Requirements -
a. Answer these questions about the post on having no time:
(i) Who is placed between the engineer and the customer to deal with the loudest customer?
(ii) What name is given to the prioritization of work?
(iii) What do POs who assign work in the planning session focus on instead of effectiveness?
b. Write out the rows again, from the line that contains "Please trace the outline of every instance of the long" through the end of the rows, requests included. Multiply every coordinate and viewBox dimension in the answers by 2.15, and round each result to a whole number, with halves rounded up.

Selected excerpt -

Wednesday, 1 March 2023

No time

There is never enough time. Every successful company has more work than they can handle. There is no problem in that, it is more a luxury problem. Except when you can't handle it. A lot of work can lead to stress and stress leads to suffering. You can work harder, make more time (time is relative) and try to go faster but that depletes resources in no time. There are a couple of common pitfalls we see that leads to too much work and no time to do it. Let's have a look at those and find out how we can resolve this issue.

The loudest customer

First of all there is the situation of the loudest customer. That is the customer that screams the hardest and makes the most emotional impact on the introvert engineer. The engineer feels threatened and will try to make this go away by implementing the change as fast as possible. We can mitigate this by denying direct contact between engineer and customer and place a product owner in between them. PO's are more extravert, they manage the backlog and can do politics with customers, shielding the engineer in the process.

The most persistent customer

Besides a loud customer it is also possible there is a very persistent customer, who doesn't play on emotion, but will frequently contact the engineer or PO for a specific change. Because it is impossible to do all the things at once, prioritizing is the solution. We call that prioritization the backlog. A PO is owner of the backlog and plays all the games with the customers to order the items on the backlog by importance or business value. With a persistent customer the PO can forward the customer to the backlog.

The helpful employee

A helpful employee sounds good, but too helpful isn't good at all. When the employee helps the customer, and make them happy, they don't work on the backlog and are thus not working on the most important items. They dissatisfy other customers who's work has been planned and possibly delayed or not done. A team should deny working on anything else than what is on the backlog, forwarding the customer to the PO to negotiate a spot on the backlog.

The planning PO

In many occasions PO's assign work to engineers in the planning session. They focus on efficiency instead of effectiveness by doing this. Which means that everybody is busy with individual work, forgetting about sharing, building knowledge and most importantly they forget to put the team in control. Work should be ordered by the PO in the backlog. Engineers pick the most important item during the planning of the day and form a team to build a solution to that particular change. More than one engineer is working on the same change, ensuring quality. This way of working focusses on effectiveness and getting things done.

Input -
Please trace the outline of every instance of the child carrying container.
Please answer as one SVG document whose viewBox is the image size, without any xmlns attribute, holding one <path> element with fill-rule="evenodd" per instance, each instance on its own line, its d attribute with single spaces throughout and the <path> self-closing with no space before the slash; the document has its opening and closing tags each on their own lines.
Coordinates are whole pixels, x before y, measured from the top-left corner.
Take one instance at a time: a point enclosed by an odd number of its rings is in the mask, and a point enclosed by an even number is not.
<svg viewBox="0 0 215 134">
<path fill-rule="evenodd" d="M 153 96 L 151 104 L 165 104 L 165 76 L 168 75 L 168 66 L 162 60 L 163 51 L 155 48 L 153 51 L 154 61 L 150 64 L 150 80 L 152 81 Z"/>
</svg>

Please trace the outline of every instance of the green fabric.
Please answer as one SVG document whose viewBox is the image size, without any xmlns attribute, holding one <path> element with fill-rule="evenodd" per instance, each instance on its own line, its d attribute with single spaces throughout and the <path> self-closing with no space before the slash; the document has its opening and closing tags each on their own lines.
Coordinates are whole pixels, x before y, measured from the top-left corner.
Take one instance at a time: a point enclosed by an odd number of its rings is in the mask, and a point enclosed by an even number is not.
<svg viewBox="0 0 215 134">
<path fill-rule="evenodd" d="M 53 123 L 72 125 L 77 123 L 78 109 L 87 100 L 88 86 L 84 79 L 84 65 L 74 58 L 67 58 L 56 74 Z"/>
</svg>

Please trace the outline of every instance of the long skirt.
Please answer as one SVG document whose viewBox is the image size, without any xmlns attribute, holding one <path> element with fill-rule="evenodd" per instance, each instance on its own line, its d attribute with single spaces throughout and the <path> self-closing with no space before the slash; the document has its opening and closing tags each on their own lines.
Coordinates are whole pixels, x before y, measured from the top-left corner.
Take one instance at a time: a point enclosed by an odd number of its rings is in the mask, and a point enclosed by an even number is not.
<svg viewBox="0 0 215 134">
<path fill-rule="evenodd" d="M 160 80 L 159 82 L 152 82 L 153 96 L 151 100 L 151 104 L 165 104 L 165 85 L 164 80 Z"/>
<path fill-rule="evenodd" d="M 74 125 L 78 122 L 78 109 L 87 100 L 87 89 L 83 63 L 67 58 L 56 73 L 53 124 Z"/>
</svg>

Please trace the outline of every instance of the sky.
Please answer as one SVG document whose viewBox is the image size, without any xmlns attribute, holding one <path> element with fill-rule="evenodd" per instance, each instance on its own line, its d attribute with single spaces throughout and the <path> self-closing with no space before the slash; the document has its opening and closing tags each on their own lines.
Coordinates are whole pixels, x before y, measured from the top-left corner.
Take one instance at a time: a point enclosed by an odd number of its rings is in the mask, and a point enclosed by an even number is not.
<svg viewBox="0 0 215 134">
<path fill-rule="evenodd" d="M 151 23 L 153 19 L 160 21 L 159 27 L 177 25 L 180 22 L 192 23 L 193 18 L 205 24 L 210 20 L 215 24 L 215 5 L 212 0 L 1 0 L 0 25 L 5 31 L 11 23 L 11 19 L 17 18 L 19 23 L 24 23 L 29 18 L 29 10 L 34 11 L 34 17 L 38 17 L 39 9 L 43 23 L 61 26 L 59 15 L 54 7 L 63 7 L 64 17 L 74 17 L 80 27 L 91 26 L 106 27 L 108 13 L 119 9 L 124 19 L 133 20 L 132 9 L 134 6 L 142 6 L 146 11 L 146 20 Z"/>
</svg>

Results -
a.
(i) A product owner (PO).
(ii) The backlog.
(iii) Efficiency.

b.
Please trace the outline of every instance of the long skirt.
Please answer as one SVG document whose viewBox is the image size, without any xmlns attribute, holding one <path> element with fill-rule="evenodd" per instance, each instance on its own line, its d attribute with single spaces throughout and the <path> self-closing with no space before the slash; the document has its opening and closing tags each on their own lines.
Coordinates are whole pixels, x before y, measured from the top-left corner.
Take one instance at a time: a point enclosed by an odd number of its rings is in the mask, and a point enclosed by an even number is not.
<svg viewBox="0 0 462 288">
<path fill-rule="evenodd" d="M 344 172 L 342 176 L 327 176 L 329 206 L 325 215 L 325 224 L 355 224 L 355 183 L 353 172 Z"/>
<path fill-rule="evenodd" d="M 159 269 L 168 262 L 168 234 L 187 215 L 187 191 L 178 135 L 144 125 L 120 157 L 114 267 Z"/>
</svg>

Please trace the outline of every instance of the sky.
Please answer as one SVG document whose viewBox is the image size, without any xmlns attribute, holding one <path> element with fill-rule="evenodd" per instance, each instance on its own line, its d attribute with single spaces throughout and the <path> self-closing with no space before the slash; the document has its opening and closing tags each on their own lines.
Coordinates are whole pixels, x before y, measured from the top-left corner.
Take one instance at a time: a point enclosed by an odd number of its rings is in the mask, and a point enclosed by an even number is not.
<svg viewBox="0 0 462 288">
<path fill-rule="evenodd" d="M 325 49 L 329 41 L 344 45 L 342 58 L 381 54 L 387 47 L 413 49 L 415 39 L 441 52 L 452 43 L 462 52 L 462 11 L 456 0 L 2 0 L 0 54 L 11 67 L 24 49 L 24 41 L 37 39 L 41 49 L 52 49 L 62 39 L 62 22 L 73 24 L 73 37 L 82 37 L 84 19 L 92 49 L 131 56 L 127 32 L 116 15 L 135 15 L 138 37 L 159 37 L 172 58 L 196 56 L 228 58 L 232 28 L 256 19 L 267 41 L 286 43 L 284 19 L 288 13 L 305 13 L 314 24 L 314 43 Z"/>
</svg>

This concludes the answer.